Durum o kadar mantık dışı ki, bunun hakkında makale kaleme almak bile yoğun
sabır ve sinir kontrolü gerektiriyor.
Ergenekon’dan tutuklu aydınlarımız hakkında bir türlü beş yıldır elle
tutulur herhangi bir delil bulunamadığı için, kimilerinin “bulabildiği
formül”, Danıştay cinayetini akıl almaz bir çeviklikle Ergenekon’a
yükleyip, böylece bu “çok tehlikeli silahlı terör örgütü”
olarak sunulan gruba bir cinayet hediye etme kararıydı. Birileri
düğmeye bastı ve ardından akıl almaz bir “montaj sanayi”
operasyonuyla, Danıştay 2. Daire üyesi Özbilgin’in canına
mal olan ve Daire Başkanı Birden ile üç üyenin yaralanmasına
yol açan, failleri Alparslan Arslan ve Osman
Yıldırım olan siyasi cinayet, durup dururken Ergenekon’un küfesine
atılıverdi. Hem de Arslan’ın açık açık “Cinayeti türban davasında
aldıkları karar yüzünden işledim” demesine rağmen! Hem de malum 13
Şubat 2006 Pazartesi tarihli Vakit gazetesi, bu üyeleri “Türban
Kararı” dolayısıyla doğrudan hedef göstermişken... Yani olayın akış
mantığı A’dan Z’ye, yine Atatürkçülere yönelik bir hain saldırıyı işaret
ederken, gerekçe ve itiraf konuyu net olarak izah ederken, olay bir sürrealist
komplo senaryosuna çekiliverdi!
####
Alıştırma bölümleri —
#1 Danıştay cinayetiyle ilgili yazıya göre bu cinayetin failleri kimlerdir?
#2 Danıştay cinayetini ele alan yazıyı son cümlesinin ardından devam ettirin.
Bu materyal başka bir kaynaktan alınmıştır.
####
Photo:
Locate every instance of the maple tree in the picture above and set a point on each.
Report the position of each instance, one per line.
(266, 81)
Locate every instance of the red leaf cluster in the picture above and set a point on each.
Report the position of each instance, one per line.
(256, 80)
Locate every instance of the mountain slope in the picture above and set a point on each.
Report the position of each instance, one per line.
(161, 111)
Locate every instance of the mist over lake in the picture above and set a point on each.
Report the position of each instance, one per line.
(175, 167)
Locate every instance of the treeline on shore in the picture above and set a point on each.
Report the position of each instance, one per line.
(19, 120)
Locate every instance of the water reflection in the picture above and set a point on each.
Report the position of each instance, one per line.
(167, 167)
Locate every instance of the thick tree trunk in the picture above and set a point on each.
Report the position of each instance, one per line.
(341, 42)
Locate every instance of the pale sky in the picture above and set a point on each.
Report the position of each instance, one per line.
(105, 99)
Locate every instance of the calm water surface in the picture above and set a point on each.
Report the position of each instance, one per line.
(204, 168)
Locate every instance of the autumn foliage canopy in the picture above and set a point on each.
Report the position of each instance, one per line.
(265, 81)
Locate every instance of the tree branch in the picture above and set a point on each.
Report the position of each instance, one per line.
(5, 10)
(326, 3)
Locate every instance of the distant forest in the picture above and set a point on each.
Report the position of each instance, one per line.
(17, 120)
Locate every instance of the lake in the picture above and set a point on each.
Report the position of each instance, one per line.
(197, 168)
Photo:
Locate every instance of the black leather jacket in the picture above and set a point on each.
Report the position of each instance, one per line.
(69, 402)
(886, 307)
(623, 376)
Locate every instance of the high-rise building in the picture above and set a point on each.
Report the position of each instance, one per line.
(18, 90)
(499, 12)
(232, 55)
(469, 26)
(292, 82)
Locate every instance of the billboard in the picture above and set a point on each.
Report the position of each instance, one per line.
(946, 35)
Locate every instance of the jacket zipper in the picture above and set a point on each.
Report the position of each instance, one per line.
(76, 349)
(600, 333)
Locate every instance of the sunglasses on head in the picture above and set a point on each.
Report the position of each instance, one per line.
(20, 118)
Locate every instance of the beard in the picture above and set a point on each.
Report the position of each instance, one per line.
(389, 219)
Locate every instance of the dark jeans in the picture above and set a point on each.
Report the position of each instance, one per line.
####
Görev cevapları —
#1 Alparslan Arslan ve Osman Yıldırım.

#2
Her birimiz, izlediğimiz onca polisiye
filmden biliriz. Herhangi bir komplo senaryosu imal edebilmek için, uyduruk da
olsa, eğreti de dursa, sonuçta suçu üzerine atmak istenilen kişiyi tuzağa
düşürebilmek için, bir hikâye, bir sahte delil, bir bağlantı kurgulanır. Burada
da “Bu cinayeti Atatürkçüler, darbe ortamı yaratmak için
işlediler” kurgusunu ortaya atmaya cesaret etmek için, basitinden de
olsa bir bağlantı lazım. Yani uzun lafın kısası, bu cinayette tetiği çeken
Arslan, onun etrafında gezinenler veya silahı tedarik edenlerden en az birinin,
“Ulusalcı-Atatürkçü” gruplardan biriyle bir ilişkisini
ortaya çıkarmak lazım. İyi de aradan geçen onca yıla rağmen Arslan’ın veya
Yıldırım’ın, mesela CHP’nin, İP’nin, bir eski ilçe başkanı veya ADD’nin bir il
başkanı olduğuna dair bir kanıt bulunabildi mi? Hayır. Ortaya yalnız
Yıldırım tarafından atılmış, Muzaffer Tekin’e yönelik alakasız bir suçlama ve
gizli tanık 9’un bunları onayladığı iddiası var. Birçok gazetede Yıldırım ve
“GT9”un aynı kişi olduğunun yayımlandığını da anımsarsak bu da havada kalıyor.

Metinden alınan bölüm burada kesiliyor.